## SOURCE

I’ve found comfort in knowing that I’m not the only person who feels this way. But it’s true. Specifically, MY birthday makes me feel sad.
When I was younger, I think it’s because I had really high expectations for how people should treat me on that day or week, since I felt I deserved to be super spoiled because I would go over and beyond on their birthdays. It’s that whole “I love you so you should love me” mentality that we hopefully come to realize is an immature form of “love”. Sometimes we also expect to be loved in exactly the form in which we show love to others.
I have a distinct memory of going to the mall with friends for my 5th grade birthday and feeling incredibly depressed. That’s a familiar feeling that’s followed me to many birthdays through the years.
I’ve always shown love by giving an outrageous amount of hugs, writing super long letters, and sometimes creating unique gifts. My best friend growing up would often give me a gift card and a templated card that just said “happy birthday!”. And dang that hurt. I felt so unloved and unseen. I would think of all the parties I threw for her and the love I gave that I felt should be equally returned.
I don’t mean to sound melodramatic as if no one has ever showed me any love on my birthday. My mom has always made me feel special on my birthday–but because of my expectations of my friends, it just wasn’t enough. Which to be clear, is 100% partially my fault. I didn’t have the maturity to express my hurt or expectations, and if I can’t say it then I need to level my expectations.

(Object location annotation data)
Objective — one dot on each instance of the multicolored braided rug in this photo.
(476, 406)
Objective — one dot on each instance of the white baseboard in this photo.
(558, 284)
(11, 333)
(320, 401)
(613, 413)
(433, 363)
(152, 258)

## TASK TO CARRY OUT
Rewrite the passage of the birthday reflection starting at "I’ve always shown" and ending at "level my expectations.", changing "outrageous" to "enormous".

## OUTPUT OF THE EXERCISE
I’ve always shown love by giving an enormous amount of hugs, writing super long letters, and sometimes creating unique gifts. My best friend growing up would often give me a gift card and a templated card that just said “happy birthday!”. And dang that hurt. I felt so unloved and unseen. I would think of all the parties I threw for her and the love I gave that I felt should be equally returned.
I don’t mean to sound melodramatic as if no one has ever showed me any love on my birthday. My mom has always made me feel special on my birthday–but because of my expectations of my friends, it just wasn’t enough. Which to be clear, is 100% partially my fault. I didn’t have the maturity to express my hurt or expectations, and if I can’t say it then I need to level my expectations.